General-purpose program synthesiser

Overview

DeepSynth

General-purpose program synthesiser.

This is the repository for the code of the paper "Scaling Neural Program Synthesis with Distribution-based Search".

Authors: Anonymous

Figure

Abstract

We consider the problem of automatically constructing computer programs from input-output examples. We investigate how to augment probabilistic and neural program synthesis methods with new search algorithms, proposing a framework called distribution-based search. Within this framework, we introduce two new search algorithms: HEAP SEARCH, an enumerative method, and SQRT SAMPLING, a probabilistic method. We prove certain optimality guarantees for both methods, show how they integrate with probabilistic and neural techniques, and demonstrate how they can operate at scale across parallel compute environments. Collectively these findings offer theoretical and applied studies of search algorithms for program synthesis that integrate with recent developments in machine-learned program synthesizers.

Usage

Installation

# clone this repository
git clone https://github.com/nathanael-fijalkow/DeepSynth.git

# create your new env
conda create -n deep_synth python>=3.7 
# activate it
conda activate deep_synth
# install pip
yes | conda install pip
# install this package and the dependencies
pip install torch cython tqdm numpy matplotlib
pip install git+https://github.com/MaxHalford/vose
# For flashfill dataset
pip install sexpdata
# If you want to do the parallel experiments
pip install ray

# You are good to go :)
# To test your installation you can run the following tests:
python unit_test_algorithms.py
python unit_test_programs.py
python unit_test_algorithms.py
python unit_test_predictions.py
# Only if you installed ray
python unit_test_parallel.py

File structure

./
        Algorithms/      # the search algorithms + parallel pipeline
        DSL/             # DSL: dreamcoder, deepcoder, flashfill
        list_dataset/    # DreamCoder dataset in pickle format
        Predictions/     # all files related to the ANN for prediction of the grammars 

Reproducing the experiments

All of the files mentioned in this section are located in the root folder and follow this pattern run_*_experiments*.py.

Here is a short summary of each experiment:

  • run_random_PCFG_search.py produce a list of all programs generated under Xsec of search time by all algorithms.
  • run_random_PCFG_search_parallel.py same experiment but iwth the grammar_splitter and multiple CPUs.
—————
Written problem - Continue the DeepSynth repository page from the point where it stops. The material that comes next has no connection to the DeepSynth repository page.

Information supplied -
—————
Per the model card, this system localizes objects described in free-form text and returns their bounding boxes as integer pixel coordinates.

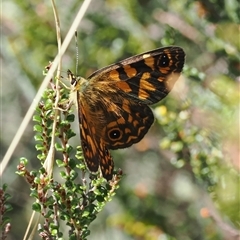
—————
Expected output -
  • run_experiments_ .py try to find solutions using an ANN to predict the grammar and for each algorithm logs the search data for the corresponding . The suffix parallel can also be found indicating that the algorithms are run in parallel. The semantics experiments in the paper used a trained model thatn can be obtained using produce_network.py or directly in the repository. The results can be plotted using plot_results_semantics.py.

Note that for the DreamCoder experiment in our paper, we did not use the cached evaluation of HeapSearch, this can be reproduced by setting use_heap_search_cached_eval to False in run_experiment.py.

Quick guide to using ANN to predict a grammar

Is it heavily inspired by the file model_loader.py.

First we create a prediction model:

############################
##### Hyperparameters ######
############################

max_program_depth = 4

size_max = 10  # maximum number of elements in a list (input or output)
nb_inputs_max = 2  # maximum number of inputs in an IO
lexicon = list(range(30))  # all elements of a list must be from lexicon
# only useful for VariableSizeEncoding
encoding_output_dimension = 30  # fixing the dimension

embedding_output_dimension = 10
# only useful for RNNEmbedding
number_layers_RNN = 1

size_hidden = 64

############################
######### PCFG #############
############################

deepcoder = DSL(semantics, primitive_types)
type_request = Arrow(List(INT), List(INT))
deepcoder_cfg = deepcoder.DSL_to_CFG(
    type_request, max_program_depth=max_program_depth)
deepcoder_pcfg = deepcoder_cfg.CFG_to_Uniform_PCFG()

############################
###### IO ENCODING #########
############################

# IO = [[I1, ...,Ik], O]
# I1, ..., Ik, O are lists
# IOs = [IO1, IO2, ..., IOn]
# task = (IOs, program)
# tasks = [task1, task2, ..., taskp]

#### Specification: #####
# IOEncoder.output_dimension: size of the encoding of one IO
# IOEncoder.lexicon_size: size of the lexicon
# IOEncoder.encode_IO: outputs a tensor of dimension IOEncoder.output_dimension
# IOEncoder.encode_IOs: inputs a list of IO of size n
# and outputs a tensor of dimension n * IOEncoder.output_dimension

IOEncoder = FixedSizeEncoding(
    nb_inputs_max=nb_inputs_max,
    lexicon=lexicon,
    size_max=size_max,
)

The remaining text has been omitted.